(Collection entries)

★ ★ ★ ★

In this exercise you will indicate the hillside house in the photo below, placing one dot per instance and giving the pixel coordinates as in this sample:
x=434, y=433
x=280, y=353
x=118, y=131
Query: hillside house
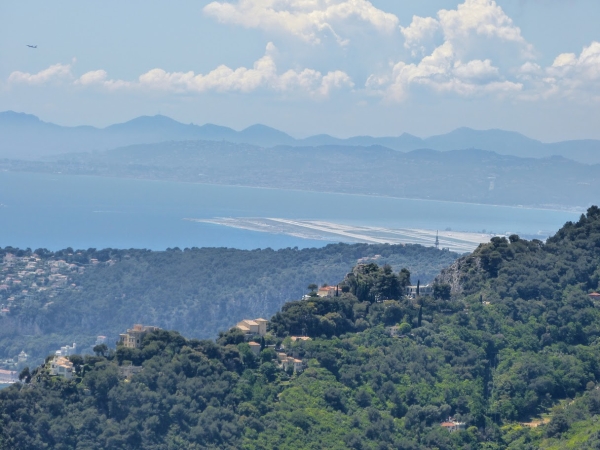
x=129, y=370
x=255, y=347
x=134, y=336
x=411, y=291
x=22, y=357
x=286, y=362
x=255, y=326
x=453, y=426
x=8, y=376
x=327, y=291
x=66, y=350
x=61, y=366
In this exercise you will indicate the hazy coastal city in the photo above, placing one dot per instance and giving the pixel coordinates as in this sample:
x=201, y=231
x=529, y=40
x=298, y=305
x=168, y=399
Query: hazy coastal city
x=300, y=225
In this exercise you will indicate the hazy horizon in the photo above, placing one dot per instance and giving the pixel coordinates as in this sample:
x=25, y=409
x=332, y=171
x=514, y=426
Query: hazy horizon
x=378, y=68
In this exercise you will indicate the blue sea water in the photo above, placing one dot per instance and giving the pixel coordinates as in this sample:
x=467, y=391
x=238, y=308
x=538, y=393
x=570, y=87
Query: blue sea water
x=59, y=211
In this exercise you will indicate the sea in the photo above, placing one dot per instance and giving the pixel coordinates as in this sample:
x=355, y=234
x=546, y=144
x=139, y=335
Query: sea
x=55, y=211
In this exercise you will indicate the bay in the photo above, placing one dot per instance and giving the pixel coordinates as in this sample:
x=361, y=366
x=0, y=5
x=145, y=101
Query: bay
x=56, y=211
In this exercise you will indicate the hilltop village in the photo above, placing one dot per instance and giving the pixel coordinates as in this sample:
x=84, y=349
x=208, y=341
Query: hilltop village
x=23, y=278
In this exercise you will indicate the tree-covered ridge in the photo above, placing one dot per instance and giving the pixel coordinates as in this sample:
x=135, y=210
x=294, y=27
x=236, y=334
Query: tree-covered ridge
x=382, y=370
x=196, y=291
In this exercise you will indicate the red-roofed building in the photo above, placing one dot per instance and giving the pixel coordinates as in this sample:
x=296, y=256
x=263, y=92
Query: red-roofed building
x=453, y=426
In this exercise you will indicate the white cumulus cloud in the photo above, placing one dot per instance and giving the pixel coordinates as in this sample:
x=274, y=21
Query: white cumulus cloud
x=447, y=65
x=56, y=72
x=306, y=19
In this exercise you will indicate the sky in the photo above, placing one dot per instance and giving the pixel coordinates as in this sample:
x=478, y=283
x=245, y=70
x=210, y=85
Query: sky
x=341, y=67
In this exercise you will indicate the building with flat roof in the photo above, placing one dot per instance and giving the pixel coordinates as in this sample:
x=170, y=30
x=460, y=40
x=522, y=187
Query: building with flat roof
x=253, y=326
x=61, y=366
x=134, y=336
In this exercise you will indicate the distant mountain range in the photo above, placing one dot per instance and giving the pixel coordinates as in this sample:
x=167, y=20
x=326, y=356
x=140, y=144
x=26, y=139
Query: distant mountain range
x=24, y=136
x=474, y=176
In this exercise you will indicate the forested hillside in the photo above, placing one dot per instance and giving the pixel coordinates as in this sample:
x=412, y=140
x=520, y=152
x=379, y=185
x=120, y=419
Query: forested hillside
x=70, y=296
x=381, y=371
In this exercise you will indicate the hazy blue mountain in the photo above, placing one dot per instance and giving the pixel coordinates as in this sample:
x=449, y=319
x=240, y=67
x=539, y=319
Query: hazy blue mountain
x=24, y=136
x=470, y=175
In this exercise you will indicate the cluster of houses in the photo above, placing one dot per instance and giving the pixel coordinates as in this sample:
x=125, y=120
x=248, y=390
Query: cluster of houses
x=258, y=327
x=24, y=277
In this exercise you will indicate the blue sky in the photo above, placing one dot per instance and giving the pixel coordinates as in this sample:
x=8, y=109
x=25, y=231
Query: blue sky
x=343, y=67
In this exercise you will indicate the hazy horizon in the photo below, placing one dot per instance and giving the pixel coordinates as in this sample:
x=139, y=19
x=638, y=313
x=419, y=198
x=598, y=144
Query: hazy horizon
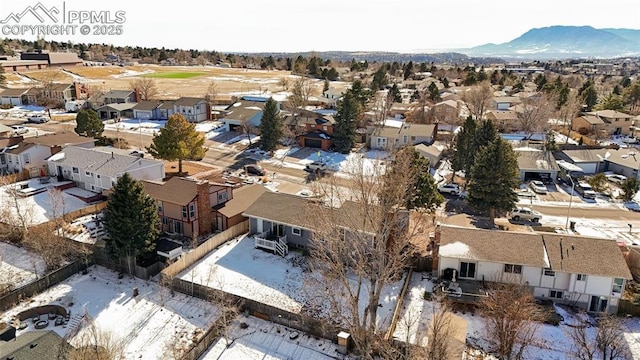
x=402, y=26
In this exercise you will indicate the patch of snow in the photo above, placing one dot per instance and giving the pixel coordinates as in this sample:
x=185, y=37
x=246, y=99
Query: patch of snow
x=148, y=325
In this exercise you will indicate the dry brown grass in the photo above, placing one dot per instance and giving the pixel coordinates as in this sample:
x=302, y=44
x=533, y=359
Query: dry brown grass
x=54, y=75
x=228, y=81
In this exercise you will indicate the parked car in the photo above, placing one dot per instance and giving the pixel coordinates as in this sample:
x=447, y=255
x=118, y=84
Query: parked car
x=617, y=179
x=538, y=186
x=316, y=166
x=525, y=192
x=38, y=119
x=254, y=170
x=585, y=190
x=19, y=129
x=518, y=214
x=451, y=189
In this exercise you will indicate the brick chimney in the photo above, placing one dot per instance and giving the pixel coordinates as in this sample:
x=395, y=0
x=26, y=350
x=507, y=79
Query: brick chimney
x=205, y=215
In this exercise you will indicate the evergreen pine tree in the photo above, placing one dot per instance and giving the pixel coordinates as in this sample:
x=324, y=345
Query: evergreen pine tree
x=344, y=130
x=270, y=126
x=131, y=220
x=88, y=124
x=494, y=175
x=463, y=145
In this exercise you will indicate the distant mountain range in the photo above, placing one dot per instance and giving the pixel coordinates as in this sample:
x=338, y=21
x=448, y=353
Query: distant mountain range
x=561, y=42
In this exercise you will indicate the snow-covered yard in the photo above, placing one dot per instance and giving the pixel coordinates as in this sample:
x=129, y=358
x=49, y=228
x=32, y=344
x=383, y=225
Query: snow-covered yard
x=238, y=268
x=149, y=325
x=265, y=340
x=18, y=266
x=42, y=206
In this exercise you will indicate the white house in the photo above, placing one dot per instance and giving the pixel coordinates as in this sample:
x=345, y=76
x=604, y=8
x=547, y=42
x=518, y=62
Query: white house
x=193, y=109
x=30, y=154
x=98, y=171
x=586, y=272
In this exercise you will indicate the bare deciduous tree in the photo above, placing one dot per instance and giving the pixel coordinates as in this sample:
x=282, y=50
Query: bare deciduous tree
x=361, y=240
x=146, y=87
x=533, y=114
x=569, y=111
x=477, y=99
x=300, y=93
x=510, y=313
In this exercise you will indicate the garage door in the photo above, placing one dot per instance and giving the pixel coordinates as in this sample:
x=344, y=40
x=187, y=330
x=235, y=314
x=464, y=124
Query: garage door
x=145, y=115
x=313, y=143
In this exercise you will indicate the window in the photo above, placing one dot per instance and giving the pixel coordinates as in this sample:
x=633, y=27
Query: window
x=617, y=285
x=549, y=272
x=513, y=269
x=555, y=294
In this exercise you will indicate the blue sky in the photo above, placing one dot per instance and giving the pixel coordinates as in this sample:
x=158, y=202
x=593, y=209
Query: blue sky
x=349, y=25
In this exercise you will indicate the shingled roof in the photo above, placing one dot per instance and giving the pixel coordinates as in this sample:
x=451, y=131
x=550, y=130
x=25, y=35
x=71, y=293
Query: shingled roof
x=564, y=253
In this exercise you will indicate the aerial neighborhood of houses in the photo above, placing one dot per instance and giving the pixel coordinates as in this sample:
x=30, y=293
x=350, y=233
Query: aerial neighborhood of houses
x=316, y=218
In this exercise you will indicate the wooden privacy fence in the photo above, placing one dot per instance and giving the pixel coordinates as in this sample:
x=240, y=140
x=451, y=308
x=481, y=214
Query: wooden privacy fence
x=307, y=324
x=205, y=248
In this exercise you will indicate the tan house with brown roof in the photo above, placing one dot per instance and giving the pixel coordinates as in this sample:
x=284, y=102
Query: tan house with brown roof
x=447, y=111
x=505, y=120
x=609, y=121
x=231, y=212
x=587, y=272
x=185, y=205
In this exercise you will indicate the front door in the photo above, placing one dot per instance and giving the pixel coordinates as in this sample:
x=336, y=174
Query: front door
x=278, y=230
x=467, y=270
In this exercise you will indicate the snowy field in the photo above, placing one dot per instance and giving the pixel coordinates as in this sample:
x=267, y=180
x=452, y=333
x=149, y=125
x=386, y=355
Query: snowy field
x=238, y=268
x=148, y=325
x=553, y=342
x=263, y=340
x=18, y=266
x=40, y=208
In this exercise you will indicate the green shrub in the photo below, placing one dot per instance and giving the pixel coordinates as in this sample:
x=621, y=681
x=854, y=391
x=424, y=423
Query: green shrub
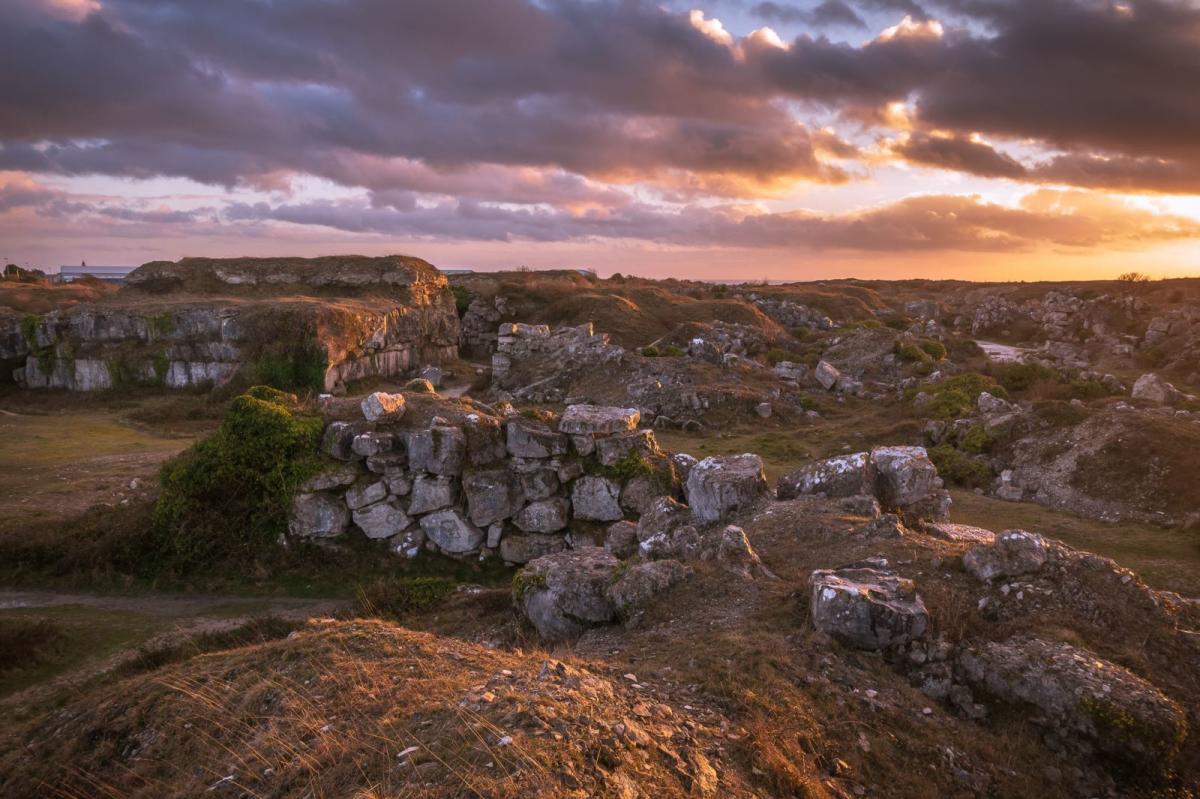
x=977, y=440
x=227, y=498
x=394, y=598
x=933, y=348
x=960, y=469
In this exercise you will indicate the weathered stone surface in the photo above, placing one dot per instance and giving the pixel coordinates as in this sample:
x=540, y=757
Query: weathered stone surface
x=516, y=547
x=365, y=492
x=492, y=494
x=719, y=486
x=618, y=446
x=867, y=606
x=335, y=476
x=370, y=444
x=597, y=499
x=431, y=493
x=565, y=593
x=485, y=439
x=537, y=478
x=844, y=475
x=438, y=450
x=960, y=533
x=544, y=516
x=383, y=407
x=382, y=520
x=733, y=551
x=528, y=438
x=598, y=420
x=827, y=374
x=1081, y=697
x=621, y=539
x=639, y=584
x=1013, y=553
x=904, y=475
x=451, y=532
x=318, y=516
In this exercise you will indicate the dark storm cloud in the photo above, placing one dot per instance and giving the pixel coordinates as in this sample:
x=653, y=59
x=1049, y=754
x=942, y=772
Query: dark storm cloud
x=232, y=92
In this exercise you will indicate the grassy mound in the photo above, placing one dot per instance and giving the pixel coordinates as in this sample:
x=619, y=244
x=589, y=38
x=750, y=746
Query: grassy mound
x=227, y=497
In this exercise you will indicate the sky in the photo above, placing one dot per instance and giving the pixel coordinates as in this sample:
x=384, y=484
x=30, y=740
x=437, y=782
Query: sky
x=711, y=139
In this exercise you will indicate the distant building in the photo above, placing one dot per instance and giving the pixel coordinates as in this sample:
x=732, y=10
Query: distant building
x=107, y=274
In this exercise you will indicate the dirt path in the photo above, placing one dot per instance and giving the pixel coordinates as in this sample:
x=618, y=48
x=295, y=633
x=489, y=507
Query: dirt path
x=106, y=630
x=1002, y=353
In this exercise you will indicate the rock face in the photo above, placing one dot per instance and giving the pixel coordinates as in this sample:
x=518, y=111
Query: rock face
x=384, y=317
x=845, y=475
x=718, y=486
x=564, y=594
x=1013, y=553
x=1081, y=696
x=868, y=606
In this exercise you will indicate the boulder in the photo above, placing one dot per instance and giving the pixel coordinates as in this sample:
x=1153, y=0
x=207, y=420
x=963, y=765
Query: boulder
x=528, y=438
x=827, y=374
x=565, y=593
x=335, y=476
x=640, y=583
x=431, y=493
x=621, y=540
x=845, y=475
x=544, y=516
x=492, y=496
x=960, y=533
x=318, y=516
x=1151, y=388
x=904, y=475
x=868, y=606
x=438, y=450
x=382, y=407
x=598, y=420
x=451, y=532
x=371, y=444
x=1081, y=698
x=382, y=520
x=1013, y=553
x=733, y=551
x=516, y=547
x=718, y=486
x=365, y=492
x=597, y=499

★ ★ ★ ★

### [TASK OBJECTIVE]
Among the entries above, how many lines include the word "below"? Give the number with no comment.

### [YOUR SOLUTION]
3